What is being asked:
Find the line that contains "Please mark the car wheel" and print it and every line after it, exactly, please.

[Saved entries]
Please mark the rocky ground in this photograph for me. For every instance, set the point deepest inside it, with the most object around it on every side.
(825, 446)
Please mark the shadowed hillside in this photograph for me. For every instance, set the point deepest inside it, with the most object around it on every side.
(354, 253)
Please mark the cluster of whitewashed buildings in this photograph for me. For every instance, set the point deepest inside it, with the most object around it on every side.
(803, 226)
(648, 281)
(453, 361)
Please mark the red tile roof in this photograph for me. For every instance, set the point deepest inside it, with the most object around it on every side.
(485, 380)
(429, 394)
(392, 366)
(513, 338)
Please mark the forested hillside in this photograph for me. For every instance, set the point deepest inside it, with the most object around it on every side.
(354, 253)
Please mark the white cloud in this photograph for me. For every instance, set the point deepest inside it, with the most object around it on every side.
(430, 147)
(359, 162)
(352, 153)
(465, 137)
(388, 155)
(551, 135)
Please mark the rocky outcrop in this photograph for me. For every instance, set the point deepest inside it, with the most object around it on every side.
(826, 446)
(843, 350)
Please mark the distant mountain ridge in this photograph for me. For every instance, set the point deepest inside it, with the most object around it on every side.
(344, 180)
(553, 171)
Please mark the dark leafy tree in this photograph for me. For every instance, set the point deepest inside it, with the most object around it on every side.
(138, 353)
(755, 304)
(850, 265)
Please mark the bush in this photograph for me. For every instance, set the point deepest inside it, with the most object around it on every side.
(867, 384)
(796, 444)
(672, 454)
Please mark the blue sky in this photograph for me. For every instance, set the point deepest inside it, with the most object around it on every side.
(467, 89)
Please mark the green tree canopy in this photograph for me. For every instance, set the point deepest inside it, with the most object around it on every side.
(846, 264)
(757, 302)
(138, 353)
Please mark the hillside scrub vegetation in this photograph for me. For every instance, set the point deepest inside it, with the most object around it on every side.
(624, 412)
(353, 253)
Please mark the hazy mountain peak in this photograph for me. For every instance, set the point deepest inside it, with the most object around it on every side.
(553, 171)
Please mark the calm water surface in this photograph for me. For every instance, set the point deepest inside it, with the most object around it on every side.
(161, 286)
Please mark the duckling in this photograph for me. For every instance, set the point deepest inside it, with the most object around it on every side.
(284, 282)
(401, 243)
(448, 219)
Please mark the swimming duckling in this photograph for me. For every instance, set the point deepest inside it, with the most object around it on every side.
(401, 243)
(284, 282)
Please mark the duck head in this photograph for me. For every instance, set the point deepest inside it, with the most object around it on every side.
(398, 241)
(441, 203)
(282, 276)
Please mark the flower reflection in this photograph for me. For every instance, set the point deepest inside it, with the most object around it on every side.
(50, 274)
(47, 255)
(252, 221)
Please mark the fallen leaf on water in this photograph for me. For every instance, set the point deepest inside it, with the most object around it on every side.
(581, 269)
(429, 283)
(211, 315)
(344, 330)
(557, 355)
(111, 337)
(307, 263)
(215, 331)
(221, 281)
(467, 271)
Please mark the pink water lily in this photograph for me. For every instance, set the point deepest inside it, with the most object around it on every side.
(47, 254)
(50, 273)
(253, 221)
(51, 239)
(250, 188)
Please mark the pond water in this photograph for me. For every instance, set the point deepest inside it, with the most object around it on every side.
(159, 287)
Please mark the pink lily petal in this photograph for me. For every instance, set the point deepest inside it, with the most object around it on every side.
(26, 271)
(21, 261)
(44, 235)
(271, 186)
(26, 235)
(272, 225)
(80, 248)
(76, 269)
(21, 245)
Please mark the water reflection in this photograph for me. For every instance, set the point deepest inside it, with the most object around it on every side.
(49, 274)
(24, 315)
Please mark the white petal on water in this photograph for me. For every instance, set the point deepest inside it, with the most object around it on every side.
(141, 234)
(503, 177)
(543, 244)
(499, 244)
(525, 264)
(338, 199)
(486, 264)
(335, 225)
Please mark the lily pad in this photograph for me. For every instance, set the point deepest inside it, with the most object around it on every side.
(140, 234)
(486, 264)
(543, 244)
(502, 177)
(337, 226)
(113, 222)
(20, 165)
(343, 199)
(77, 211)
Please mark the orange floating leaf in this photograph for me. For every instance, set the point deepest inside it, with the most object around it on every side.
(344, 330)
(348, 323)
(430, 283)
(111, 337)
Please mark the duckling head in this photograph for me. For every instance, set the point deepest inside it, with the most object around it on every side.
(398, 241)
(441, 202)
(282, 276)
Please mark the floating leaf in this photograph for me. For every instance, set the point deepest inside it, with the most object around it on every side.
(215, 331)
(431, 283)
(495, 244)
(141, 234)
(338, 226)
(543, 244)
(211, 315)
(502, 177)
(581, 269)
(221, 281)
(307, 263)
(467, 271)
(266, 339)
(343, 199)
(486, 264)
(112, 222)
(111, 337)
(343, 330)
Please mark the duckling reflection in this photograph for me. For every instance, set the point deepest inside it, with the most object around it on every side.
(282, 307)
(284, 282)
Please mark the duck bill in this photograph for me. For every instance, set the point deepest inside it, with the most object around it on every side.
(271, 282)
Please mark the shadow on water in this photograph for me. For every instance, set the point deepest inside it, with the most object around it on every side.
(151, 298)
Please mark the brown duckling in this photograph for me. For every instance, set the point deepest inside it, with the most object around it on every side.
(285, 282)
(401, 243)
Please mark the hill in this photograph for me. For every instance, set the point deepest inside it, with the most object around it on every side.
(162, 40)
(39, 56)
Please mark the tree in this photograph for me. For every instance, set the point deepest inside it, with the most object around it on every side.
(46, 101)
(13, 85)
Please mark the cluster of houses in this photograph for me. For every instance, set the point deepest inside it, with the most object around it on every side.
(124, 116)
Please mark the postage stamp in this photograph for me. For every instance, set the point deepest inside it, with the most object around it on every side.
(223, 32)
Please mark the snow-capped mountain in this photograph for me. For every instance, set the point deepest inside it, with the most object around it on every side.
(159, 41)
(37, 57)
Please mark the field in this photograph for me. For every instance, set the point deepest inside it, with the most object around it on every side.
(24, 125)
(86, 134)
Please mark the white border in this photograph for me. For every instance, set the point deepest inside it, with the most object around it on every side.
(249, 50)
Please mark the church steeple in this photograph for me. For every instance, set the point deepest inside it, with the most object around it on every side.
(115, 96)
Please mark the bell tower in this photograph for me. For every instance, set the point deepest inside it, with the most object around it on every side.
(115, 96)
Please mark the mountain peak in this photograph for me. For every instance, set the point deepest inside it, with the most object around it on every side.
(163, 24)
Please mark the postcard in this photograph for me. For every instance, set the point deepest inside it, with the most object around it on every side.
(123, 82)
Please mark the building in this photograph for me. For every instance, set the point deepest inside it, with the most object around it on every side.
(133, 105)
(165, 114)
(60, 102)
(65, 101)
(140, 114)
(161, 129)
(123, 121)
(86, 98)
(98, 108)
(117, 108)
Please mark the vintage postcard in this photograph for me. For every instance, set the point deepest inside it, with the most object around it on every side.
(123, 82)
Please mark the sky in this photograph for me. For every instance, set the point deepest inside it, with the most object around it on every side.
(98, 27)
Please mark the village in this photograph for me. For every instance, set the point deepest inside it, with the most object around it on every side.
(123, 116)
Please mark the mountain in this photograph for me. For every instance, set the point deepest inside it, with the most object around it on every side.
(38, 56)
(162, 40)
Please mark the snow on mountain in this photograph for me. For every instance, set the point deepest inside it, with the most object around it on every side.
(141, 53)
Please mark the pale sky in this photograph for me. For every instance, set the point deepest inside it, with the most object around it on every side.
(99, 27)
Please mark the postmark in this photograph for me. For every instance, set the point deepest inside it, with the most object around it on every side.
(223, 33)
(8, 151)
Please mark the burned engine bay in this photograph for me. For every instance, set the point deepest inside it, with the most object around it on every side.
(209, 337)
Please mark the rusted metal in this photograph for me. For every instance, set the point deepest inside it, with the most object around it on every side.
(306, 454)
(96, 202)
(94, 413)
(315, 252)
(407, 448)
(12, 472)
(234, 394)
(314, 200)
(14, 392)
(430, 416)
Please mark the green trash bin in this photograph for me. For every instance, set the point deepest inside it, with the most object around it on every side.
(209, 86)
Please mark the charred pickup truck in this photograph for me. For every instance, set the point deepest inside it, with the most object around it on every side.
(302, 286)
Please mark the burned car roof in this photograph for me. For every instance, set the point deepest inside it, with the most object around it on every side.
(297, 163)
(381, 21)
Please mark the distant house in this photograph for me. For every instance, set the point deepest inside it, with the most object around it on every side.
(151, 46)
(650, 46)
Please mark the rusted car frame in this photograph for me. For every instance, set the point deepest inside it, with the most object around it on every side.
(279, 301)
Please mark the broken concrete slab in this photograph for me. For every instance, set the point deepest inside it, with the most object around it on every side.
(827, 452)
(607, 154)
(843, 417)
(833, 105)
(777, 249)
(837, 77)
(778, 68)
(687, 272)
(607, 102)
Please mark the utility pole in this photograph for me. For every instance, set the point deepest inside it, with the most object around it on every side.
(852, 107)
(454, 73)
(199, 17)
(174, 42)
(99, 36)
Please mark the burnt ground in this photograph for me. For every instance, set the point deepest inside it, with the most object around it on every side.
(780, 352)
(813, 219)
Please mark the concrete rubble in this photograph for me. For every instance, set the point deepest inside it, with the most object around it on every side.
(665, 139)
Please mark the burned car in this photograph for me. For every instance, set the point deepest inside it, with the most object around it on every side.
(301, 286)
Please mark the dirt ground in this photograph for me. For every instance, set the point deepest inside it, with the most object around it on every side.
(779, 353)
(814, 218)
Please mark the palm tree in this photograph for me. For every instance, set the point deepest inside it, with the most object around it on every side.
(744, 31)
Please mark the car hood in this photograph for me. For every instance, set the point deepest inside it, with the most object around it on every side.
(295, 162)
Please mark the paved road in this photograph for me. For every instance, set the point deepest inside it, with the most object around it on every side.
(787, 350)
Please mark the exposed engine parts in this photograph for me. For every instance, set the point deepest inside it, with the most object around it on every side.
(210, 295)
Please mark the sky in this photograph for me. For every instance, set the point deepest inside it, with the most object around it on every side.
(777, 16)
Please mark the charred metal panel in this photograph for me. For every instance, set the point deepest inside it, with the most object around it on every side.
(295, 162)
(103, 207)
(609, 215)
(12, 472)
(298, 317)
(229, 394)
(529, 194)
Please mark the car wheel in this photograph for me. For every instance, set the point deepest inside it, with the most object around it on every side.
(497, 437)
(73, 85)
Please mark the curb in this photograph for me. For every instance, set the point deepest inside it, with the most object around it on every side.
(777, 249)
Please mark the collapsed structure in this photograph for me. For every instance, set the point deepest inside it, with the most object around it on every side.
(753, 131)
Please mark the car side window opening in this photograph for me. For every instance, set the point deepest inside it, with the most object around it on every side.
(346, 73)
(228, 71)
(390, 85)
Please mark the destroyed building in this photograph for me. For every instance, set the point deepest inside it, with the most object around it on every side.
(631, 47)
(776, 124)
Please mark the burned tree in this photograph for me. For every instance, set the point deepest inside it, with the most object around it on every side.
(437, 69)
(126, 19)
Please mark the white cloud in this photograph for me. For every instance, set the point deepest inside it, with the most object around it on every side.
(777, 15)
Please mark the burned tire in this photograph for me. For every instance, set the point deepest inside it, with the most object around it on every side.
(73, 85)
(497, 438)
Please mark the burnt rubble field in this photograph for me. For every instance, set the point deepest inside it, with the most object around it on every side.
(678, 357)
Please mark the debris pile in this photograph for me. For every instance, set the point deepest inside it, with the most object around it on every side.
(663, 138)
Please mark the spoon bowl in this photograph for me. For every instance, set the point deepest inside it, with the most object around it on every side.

Written solution:
Please mark the car wheel in this photograph for me. For every instance, set the point deepest inside it, with the most object around it on every side.
(497, 437)
(73, 85)
Please mark the curb in this photograph for me. For every instance, set the point deepest inside it, with the most object around it on every side.
(777, 249)
Please mark the collapsed structure in this photograph for me. For every instance, set the point deepest inside it, with the most object around it on every side.
(753, 131)
Please mark the car side window opening in this photograph for me. For every instance, set the point deepest inside it, with the most object around it on every side.
(346, 73)
(228, 71)
(390, 85)
Please mark the destroyed building in this photograph for me. For every instance, set the point deepest inside it, with the most object around it on every side.
(631, 47)
(776, 124)
Please mark the burned tree in this photograph for me. For every instance, set the point deepest inside it, with the most object around it on every side.
(437, 69)
(126, 19)
Please mark the white cloud in this photograph for me. For every instance, set the point deepest inside it, with the most object around it on every side.
(777, 15)
Please mark the burned tire in this photograph for me. For every instance, set the point deepest inside it, with the most object around it on every side.
(73, 85)
(497, 438)
Please mark the burnt rubble field in this photograph for me. For every instance, set the point deepest inside it, with the most object around it on every side.
(678, 357)
Please mark the debris pile in this photograph for me. For every instance, set the point deepest inside it, with the most object around it on every side.
(663, 138)
Please mark the spoon bowl in this photograph for me. For every instance, set the point deepest inside it, with the most object around it on every side.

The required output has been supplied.